Goal: Show each line of the listing below that contains the string "tray", copying every such line in full.

####

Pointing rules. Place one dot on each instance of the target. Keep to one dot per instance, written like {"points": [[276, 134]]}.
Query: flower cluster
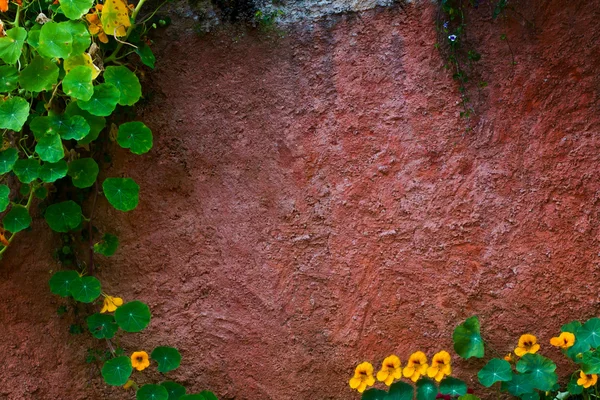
{"points": [[391, 370]]}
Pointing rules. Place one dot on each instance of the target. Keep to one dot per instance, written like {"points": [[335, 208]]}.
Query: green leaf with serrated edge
{"points": [[74, 9], [8, 158], [496, 370], [27, 169], [175, 390], [102, 326], [369, 394], [13, 113], [146, 55], [107, 246], [590, 332], [103, 101], [83, 172], [116, 372], [168, 358], [121, 193], [4, 197], [81, 37], [16, 219], [400, 391], [63, 217], [9, 76], [135, 136], [467, 339], [133, 316], [152, 392], [60, 282], [453, 386], [85, 289], [41, 74], [540, 369], [11, 45], [78, 83], [426, 389], [55, 40], [50, 148], [50, 172], [96, 123], [127, 83]]}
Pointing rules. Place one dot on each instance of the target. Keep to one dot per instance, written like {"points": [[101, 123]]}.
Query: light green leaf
{"points": [[116, 372], [9, 76], [127, 83], [13, 113], [135, 136], [27, 169], [133, 316], [16, 219], [55, 40], [78, 83], [50, 172], [83, 172], [121, 193], [63, 217], [11, 45], [41, 74]]}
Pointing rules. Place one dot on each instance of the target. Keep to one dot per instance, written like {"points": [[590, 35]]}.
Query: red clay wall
{"points": [[314, 202]]}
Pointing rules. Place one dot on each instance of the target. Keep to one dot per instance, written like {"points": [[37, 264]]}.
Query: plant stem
{"points": [[136, 11]]}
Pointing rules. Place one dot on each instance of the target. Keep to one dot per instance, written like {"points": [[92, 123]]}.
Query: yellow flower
{"points": [[587, 380], [390, 370], [527, 344], [564, 341], [111, 304], [363, 377], [416, 366], [139, 360], [440, 366]]}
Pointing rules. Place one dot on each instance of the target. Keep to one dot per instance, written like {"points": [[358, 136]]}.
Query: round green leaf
{"points": [[116, 372], [152, 392], [426, 389], [102, 326], [467, 339], [4, 197], [78, 83], [9, 76], [85, 289], [495, 370], [453, 386], [74, 9], [133, 316], [8, 158], [16, 219], [135, 136], [103, 101], [41, 74], [11, 45], [61, 281], [50, 172], [83, 172], [127, 83], [13, 113], [539, 369], [63, 217], [49, 148], [107, 246], [122, 193], [168, 358], [175, 390], [27, 169], [55, 40]]}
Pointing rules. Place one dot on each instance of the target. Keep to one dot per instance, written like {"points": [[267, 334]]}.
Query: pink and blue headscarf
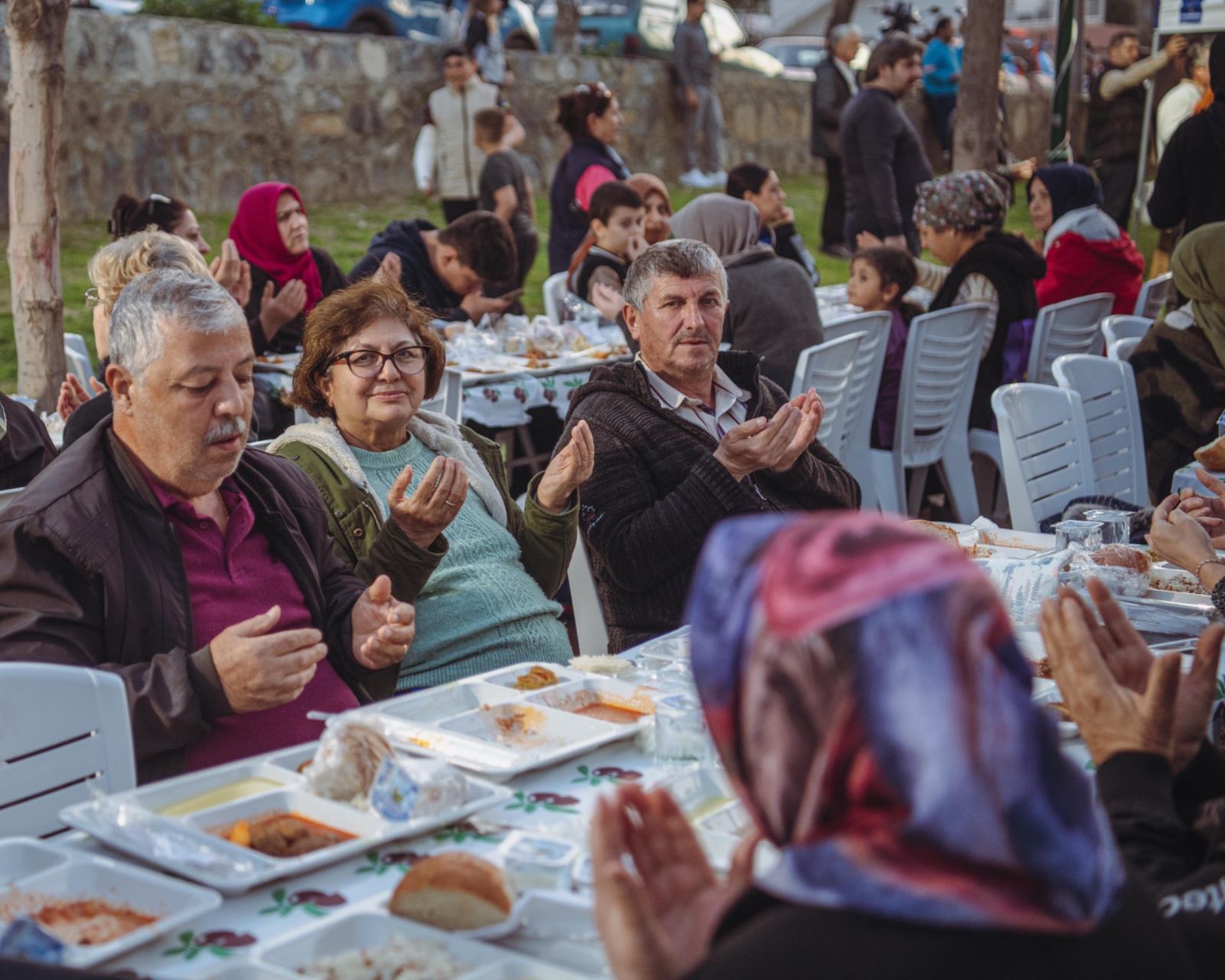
{"points": [[867, 695]]}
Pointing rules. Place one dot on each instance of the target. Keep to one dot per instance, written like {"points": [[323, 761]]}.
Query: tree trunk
{"points": [[841, 14], [565, 28], [36, 108], [977, 134]]}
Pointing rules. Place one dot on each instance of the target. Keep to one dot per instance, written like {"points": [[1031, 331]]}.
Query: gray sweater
{"points": [[691, 55], [773, 312]]}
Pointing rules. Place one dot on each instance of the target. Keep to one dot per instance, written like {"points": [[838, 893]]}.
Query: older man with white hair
{"points": [[685, 436], [202, 573]]}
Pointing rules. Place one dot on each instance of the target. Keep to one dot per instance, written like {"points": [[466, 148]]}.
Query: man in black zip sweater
{"points": [[685, 436]]}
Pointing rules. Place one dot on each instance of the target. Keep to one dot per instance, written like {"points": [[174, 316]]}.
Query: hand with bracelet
{"points": [[1181, 539]]}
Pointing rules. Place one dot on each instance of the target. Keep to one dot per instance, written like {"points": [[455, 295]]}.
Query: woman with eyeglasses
{"points": [[413, 495], [590, 113]]}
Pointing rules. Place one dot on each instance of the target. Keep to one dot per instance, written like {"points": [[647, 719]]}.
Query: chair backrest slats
{"points": [[1112, 422], [61, 729], [1047, 461], [937, 380], [1069, 328], [828, 368]]}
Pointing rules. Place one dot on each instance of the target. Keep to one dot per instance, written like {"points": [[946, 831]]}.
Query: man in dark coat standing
{"points": [[835, 85]]}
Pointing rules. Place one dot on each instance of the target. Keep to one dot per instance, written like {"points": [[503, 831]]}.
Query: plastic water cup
{"points": [[1116, 526], [1086, 534], [680, 730]]}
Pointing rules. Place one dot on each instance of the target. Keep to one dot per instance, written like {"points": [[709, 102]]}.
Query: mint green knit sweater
{"points": [[481, 610]]}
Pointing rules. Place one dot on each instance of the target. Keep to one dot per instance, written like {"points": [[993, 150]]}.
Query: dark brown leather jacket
{"points": [[91, 573]]}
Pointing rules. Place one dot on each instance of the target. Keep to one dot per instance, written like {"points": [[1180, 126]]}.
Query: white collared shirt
{"points": [[730, 402], [848, 73]]}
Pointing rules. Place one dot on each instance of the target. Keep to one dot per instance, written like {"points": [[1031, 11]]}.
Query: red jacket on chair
{"points": [[1077, 267]]}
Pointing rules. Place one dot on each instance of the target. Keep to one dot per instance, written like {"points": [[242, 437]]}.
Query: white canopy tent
{"points": [[1174, 18]]}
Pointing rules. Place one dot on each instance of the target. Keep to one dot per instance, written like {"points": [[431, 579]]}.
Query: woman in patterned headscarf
{"points": [[863, 686], [959, 217]]}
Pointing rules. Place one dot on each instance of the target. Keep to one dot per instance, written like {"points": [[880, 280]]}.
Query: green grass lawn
{"points": [[346, 230]]}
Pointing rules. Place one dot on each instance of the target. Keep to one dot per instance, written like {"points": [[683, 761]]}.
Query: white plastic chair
{"points": [[63, 730], [1045, 447], [828, 368], [1069, 328], [449, 400], [1122, 349], [861, 401], [1118, 328], [1112, 420], [593, 635], [554, 292], [1153, 296], [934, 412]]}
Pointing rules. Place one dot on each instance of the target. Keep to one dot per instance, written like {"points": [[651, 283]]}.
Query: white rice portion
{"points": [[397, 959]]}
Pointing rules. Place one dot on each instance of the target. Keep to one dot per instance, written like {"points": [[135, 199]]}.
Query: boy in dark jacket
{"points": [[446, 269]]}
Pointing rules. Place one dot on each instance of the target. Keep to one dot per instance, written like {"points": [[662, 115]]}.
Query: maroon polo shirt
{"points": [[233, 579]]}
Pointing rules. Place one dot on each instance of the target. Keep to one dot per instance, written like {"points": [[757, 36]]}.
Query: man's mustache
{"points": [[226, 430]]}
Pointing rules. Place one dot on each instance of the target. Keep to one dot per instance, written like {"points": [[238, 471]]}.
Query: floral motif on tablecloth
{"points": [[309, 900], [218, 942], [394, 861], [465, 831], [602, 775], [553, 802]]}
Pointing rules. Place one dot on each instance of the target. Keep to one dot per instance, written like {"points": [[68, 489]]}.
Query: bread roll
{"points": [[1121, 557], [453, 891], [1213, 455], [935, 531]]}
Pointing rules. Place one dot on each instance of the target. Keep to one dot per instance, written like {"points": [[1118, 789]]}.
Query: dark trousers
{"points": [[941, 108], [1118, 181], [457, 207], [832, 222]]}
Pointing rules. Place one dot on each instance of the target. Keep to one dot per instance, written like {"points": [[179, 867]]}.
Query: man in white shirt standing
{"points": [[833, 87], [1179, 104]]}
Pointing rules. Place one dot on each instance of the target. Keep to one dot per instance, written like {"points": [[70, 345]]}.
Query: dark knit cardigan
{"points": [[658, 490]]}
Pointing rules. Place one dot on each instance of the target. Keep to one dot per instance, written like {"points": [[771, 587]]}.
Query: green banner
{"points": [[1061, 149]]}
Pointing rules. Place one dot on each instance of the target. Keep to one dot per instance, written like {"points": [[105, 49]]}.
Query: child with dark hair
{"points": [[763, 189], [616, 218], [880, 279], [505, 189]]}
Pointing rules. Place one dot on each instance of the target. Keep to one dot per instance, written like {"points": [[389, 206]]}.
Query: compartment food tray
{"points": [[469, 723], [230, 867]]}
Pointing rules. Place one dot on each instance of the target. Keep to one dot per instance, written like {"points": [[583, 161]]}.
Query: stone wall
{"points": [[204, 110]]}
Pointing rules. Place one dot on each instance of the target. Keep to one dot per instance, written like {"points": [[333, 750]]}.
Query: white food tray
{"points": [[51, 870], [233, 869], [459, 722], [283, 959]]}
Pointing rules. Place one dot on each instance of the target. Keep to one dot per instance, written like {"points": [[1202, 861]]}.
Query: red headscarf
{"points": [[254, 232]]}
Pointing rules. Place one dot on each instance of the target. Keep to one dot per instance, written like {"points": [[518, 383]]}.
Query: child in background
{"points": [[616, 217], [880, 277], [506, 189]]}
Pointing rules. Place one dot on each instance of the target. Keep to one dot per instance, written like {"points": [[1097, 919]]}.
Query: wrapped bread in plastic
{"points": [[347, 761]]}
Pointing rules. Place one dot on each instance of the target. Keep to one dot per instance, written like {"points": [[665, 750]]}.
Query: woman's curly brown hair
{"points": [[346, 314]]}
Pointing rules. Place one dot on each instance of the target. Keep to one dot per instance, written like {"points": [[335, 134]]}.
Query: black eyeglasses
{"points": [[408, 361]]}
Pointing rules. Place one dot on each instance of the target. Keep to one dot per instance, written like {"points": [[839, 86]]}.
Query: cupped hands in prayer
{"points": [[772, 444], [1120, 695], [383, 626], [567, 471], [426, 514]]}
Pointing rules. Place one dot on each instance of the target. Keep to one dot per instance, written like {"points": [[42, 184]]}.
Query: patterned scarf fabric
{"points": [[867, 698]]}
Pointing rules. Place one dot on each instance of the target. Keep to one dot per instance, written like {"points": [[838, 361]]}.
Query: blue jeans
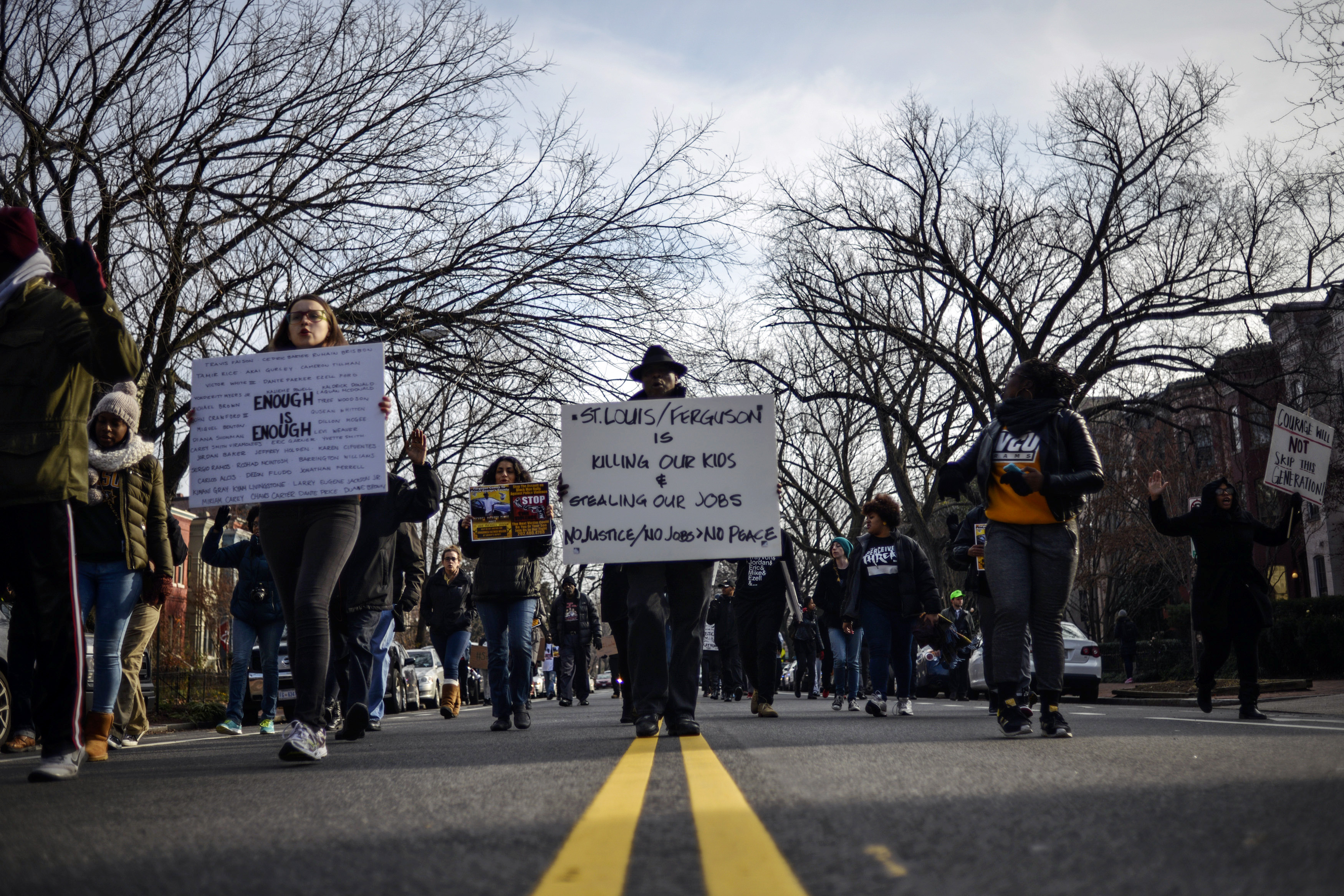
{"points": [[451, 647], [510, 661], [113, 590], [384, 636], [241, 641], [890, 640], [844, 659]]}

####

Response:
Query: compartment food tray
Query: white food tray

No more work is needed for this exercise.